[Data in this exercise]:
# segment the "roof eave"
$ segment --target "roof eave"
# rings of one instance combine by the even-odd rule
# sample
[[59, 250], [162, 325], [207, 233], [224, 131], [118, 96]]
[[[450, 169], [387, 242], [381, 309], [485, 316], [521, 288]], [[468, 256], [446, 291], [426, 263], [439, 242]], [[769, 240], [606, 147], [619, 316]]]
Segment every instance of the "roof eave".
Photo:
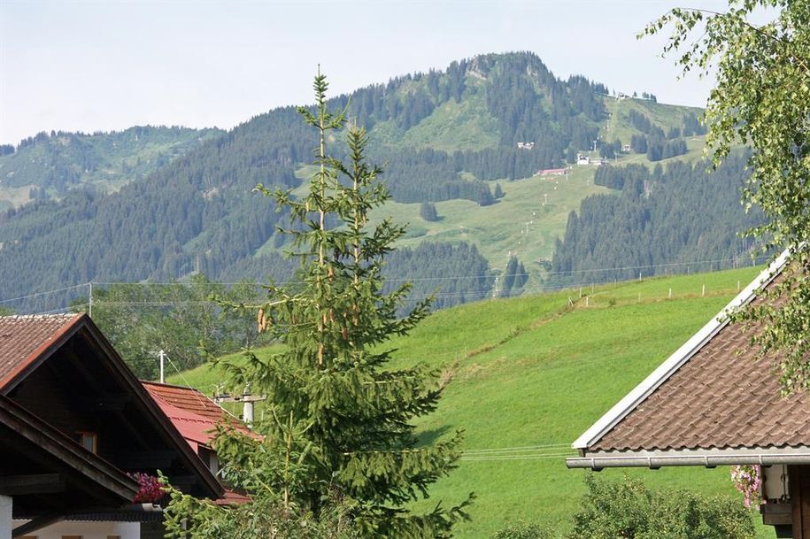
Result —
[[617, 403], [596, 423], [577, 438], [572, 447], [577, 450], [586, 450], [598, 442], [610, 429], [623, 420], [641, 402], [657, 389], [675, 371], [686, 363], [700, 348], [706, 344], [717, 332], [728, 324], [727, 314], [750, 302], [756, 296], [756, 292], [762, 286], [774, 280], [784, 268], [791, 250], [784, 250], [768, 268], [762, 271], [745, 289], [732, 299], [723, 309], [709, 320], [698, 333], [683, 343], [678, 350], [667, 358], [658, 368], [639, 383], [624, 398]]
[[566, 458], [568, 468], [704, 466], [739, 465], [810, 465], [810, 447], [670, 450], [663, 451], [597, 451]]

[Requirements]: Convert the records above into a Markdown table with the columns "Number" and "Content": one row per line, numbered in order, with blank lines and pictures left out.

[Full output]:
| Number | Content |
|---|---|
| 1 | # segment the "roof eave" |
| 2 | $ segment --target "roof eave" |
| 3 | # rings of one instance combine by the even-odd rule |
| 4 | # sample |
| 5 | [[59, 250], [162, 325], [207, 233], [224, 131], [118, 96]] |
| 6 | [[[450, 169], [387, 242], [381, 309], [485, 316], [521, 288]], [[468, 256], [446, 291], [426, 263], [439, 242]], [[769, 240], [606, 147], [619, 316]]] |
| 7 | Segment every instance of the "roof eave". |
| 8 | Photo: |
| 9 | Result — |
| 10 | [[617, 403], [596, 423], [577, 438], [572, 447], [577, 450], [586, 450], [598, 442], [610, 429], [623, 420], [641, 402], [657, 389], [675, 371], [686, 363], [700, 348], [706, 344], [717, 332], [728, 324], [727, 314], [750, 302], [756, 296], [756, 292], [762, 286], [774, 280], [784, 268], [791, 250], [784, 250], [768, 268], [762, 271], [745, 289], [732, 299], [723, 309], [709, 320], [698, 333], [683, 343], [678, 350], [667, 358], [658, 368], [639, 383], [624, 398]] |
| 11 | [[566, 458], [568, 468], [704, 466], [739, 465], [810, 465], [810, 447], [670, 450], [663, 451], [597, 451]] |